DOCUMENT EXCERPT:
◆ ◆ ◆

Admittedly, there is always room for general considerations about the social movement’s progress, its history, and its composition. These assessments are not even oversights, but constants, that reminds what, for a different case, Ferrajoli had defined “a mega historical-political investigation into Italian subversion with open object and indeterminate boundaries”.
The best example of this attitude is provided by the indictment of the maxi-trial, where reference is made to the “precedents” of the No Tav movement. Referring to events that occurred many years before the crimes subject to judgment, the following excerpt demonstrates an interest in the social phenomenon rather than in individual offences:
it was not the first serious unrest that occurred in the area, since previously, for the same purposes of contrasting the installation of the construction site there had been demonstrations that resulted in violent actions, and there were initiatives in blatant violation of the law in the area.

◆ ◆ ◆

[Rows from an object-pointing dataset]
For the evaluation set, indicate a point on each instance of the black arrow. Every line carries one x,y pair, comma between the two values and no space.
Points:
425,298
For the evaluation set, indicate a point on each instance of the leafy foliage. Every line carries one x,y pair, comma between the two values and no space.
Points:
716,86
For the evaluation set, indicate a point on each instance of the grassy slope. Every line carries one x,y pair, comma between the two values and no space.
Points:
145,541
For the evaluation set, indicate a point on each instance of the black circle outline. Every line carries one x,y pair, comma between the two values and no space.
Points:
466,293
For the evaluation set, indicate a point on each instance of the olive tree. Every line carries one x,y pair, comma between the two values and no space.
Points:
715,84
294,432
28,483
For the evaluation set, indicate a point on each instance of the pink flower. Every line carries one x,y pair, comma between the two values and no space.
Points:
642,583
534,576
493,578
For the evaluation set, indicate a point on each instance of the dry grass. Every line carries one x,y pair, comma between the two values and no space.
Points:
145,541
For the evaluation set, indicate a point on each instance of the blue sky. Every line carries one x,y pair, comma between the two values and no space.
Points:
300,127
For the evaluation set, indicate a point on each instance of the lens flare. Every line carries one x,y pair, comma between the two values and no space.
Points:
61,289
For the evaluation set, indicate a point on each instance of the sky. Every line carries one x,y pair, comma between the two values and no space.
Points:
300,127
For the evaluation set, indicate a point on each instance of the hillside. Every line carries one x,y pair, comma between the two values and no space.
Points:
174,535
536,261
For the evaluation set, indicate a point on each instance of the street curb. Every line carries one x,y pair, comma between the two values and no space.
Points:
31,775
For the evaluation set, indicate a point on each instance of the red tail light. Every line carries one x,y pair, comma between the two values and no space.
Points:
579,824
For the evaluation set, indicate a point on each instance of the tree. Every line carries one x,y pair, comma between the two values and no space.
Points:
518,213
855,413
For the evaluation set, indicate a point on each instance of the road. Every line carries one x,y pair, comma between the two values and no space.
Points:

◆ ◆ ◆

DO THIS: Decide whether each statement agrees with the excerpt about the No Tav maxi-trial. Answer yes or no for each, and quote the deciding words from the excerpt. (a) The indictment of the maxi-trial refers to "precedents" of the No Tav movement. (b) The events referred to happened shortly before the crimes subject to judgment. (c) The quoted passage from the indictment shows an interest in individual offences rather than in the social phenomenon.

RESPONSE FOR THIS EXERCISE:
(a) Yes: "where reference is made to the “precedents” of the No Tav movement"
(b) No: "Referring to events that occurred many years before the crimes subject to judgment"
(c) No: "demonstrates an interest in the social phenomenon rather than in individual offences"